§ **Tarefas obrigatórias**
(a) Segundo o texto sobre memes, que palavra o ministro da justiça pronuncia de forma errada?
(b) Traduza para o inglês esta frase do texto sobre memes: "Por trás de cada meme há uma pessoa de verdade."
(c) Dê prosseguimento ao texto sobre memes e exposição de pessoas comuns, a partir da última frase apresentada.

§ **Trecho de origem**
════════

Por trás de cada meme há uma pessoa de verdade. Uma vida que muitas vezes pode estar sendo simplesmente destruída pela simples vontade que o internauta tem de dar risada e debochar de alguém. Não faço ideia de quem é a jovem que segurava o cartaz, mas é bem possível que ela tenha sido vítima de todo tipo de humilhação nestes últimos dias. Acho bem improvável que alguém que fez parte da divulgação da imagem e que tenha espalhado este meme se importa com isto, principalmente porque neste caso estamos falando de pessoas que fazem parte da base bolsonarista, e definitivamente não dá para esperar nenhum tipo de empatia deste tipo de gente. A criação de memes envolvendo pessoas reais e não públicas, porém, não é exclusividade desta turma com a qual é impossível manter qualquer tipo de diálogo que exija empatia. De certa forma, a internet transformou-nos, basicamente, em seres insensíveis. As pessoas são em geral incapazes ao menos de mexer na foto para impedir que a pessoa seja exposta. Não, o deboche nesta nova era só funciona se houver alguém humilhado, de preferência alguém que já é fraco.
A garota do meme é vítima das enormes falhas educacionais do nosso país. É bem provável que tenha passado por um sistema público pobre e que não incentiva a leitura. Isto, porém, não é exclusividade do setor público. Todos cometem erros de português. Nos textos que escrevo, volta e meia me assusto com os erros que cometo na revisão. E mesmo após a revisão, alguns passam. Nosso ministro da justiça, por exemplo, filho de escolas particulares, universidades públicas e MBAs no exterior, fala “conje” e não sabe a diferença entre rugas e rusgas. O ministro da educação, que estudou na mesma universidade que eu, confundiu Kafta e kafka e escreveu incitar com S. Acontece. A diferença é que eles são pessoas públicas e estão abertas a críticas. A garota não. A rede bolsonarista, aliás, faz vistas grossas para as tosquices do seu ministro da Justiça, mas não tem problema em humilhar a desconhecida humilde. É a covardia à la Danilo Gentilli, aliás.

════════

§ **Seção de dados**
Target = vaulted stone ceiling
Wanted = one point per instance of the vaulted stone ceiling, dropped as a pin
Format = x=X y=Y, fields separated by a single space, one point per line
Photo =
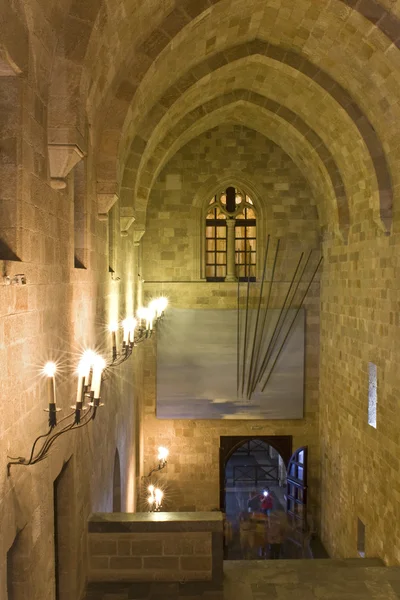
x=321 y=78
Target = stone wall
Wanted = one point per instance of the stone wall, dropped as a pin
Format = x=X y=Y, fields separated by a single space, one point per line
x=172 y=264
x=149 y=547
x=360 y=464
x=58 y=313
x=228 y=154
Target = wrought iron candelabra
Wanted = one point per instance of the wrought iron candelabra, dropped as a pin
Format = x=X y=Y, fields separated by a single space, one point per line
x=93 y=369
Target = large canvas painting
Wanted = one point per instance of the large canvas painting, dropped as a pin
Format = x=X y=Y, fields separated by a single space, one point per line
x=216 y=364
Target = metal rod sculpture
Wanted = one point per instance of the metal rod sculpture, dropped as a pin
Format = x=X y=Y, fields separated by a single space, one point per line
x=261 y=338
x=275 y=334
x=258 y=316
x=245 y=325
x=256 y=372
x=291 y=325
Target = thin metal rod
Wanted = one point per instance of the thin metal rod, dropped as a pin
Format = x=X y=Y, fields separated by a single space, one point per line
x=258 y=317
x=245 y=326
x=291 y=325
x=256 y=372
x=238 y=338
x=275 y=336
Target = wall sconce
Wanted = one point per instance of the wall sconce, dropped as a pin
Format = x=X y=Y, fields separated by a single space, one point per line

════════

§ **Respostas por tarefa**
(a) "Conje".

(b) Behind every meme there is a real person.

(c)
Nenhuma sociedade é tão escrota quando o assunto é erro gramatical quanto a brasileira. Tenho trabalhado como professor de idiomas e a maior dificuldade que tenho é convencer os alunos a falarem, mesmo que seja “errado”. Se eu te entendi, está certo, digo eu toda vez que sinto esta vergonha. A gramática lapidamos depois. Por aqui, como quase tudo, a linguagem é um tipo de opressão. A principal função da linguagem é a comunicação. O objetivo da comunicação é alcançado quando a pessoa que fala ou escreve é capaz de ser entendida por aquela que escuta ou lê. Do ponto de vista comunicativo, por exemplo, o “trazerá” cumpriu plenamente sua função, uma vez que todos que leram o cartaz compreenderam o que era dito. No Brasil, porém, a linguagem tem como objetivo muitas vezes não a comunicação, mas a demonstração de um possível conhecimento daquele que fala, que deixa claro inclusive que não tem nenhuma preocupação em ser compreendido por quem escuta. Em nenhum local de nossa sociedade isto é tão claro quanto nas sessões do Supremo. Ninguém entende aquilo. Os juízes se esforçam em falar da forma mais incompreensível possível. É isto que lhes garante o poder. Forma-se desta forma um grupo de intermediários cuja função é traduzir aquilo que o juiz disse para a linguagem da massa. Este intermediário ganha o poder de um tradutor, divide  o domínio com o juiz.
A educação universitária no Brasil foi desenhada como um privilégio para poucos. “Formar uma elite” era o slogan da USP em sua fundação. A situação começou a mudar nos anos 2000, e não apenas graças ao trabalho do PT no governo federal. Houve uma espécie de consenso na nossa classe política de que era necessário dar um gigantesco passo que atraísse pessoas de baixa renda e origem humilde para as universidades. Para citar duas ações não petistas que mostram isto, podemos citar a criação da USP Leste pelo PSDB em SP e a implantação da política de cotas, que deve seu pioneirismo à gestão de Anthony Garotinho no RJ (sabe lá Deus de que partido ele era nessa época, acho que PDT ou PMDB ou PP ou PR, sei lá). O fato é que havia um consenso coroado com as medidas do governo federal, que expandiu o número de vagas, de cursos, construiu novas universidades e expandiu o programa de cotas cariocas para o restante do país. Investindo não apenas no público, o governo federal petista expandiu a rede de financiamentos para estudantes de baixa renda que conseguissem vagas apenas em instituições privadas. O conceito de universidade, que era exclusivo, passou a ser inclusivo. A sociedade de certa forma entendeu que era necessário que a universidade abrisse suas portas para todos. E é exatamente isto que incomoda Bolsonaro e sua trupe de memes.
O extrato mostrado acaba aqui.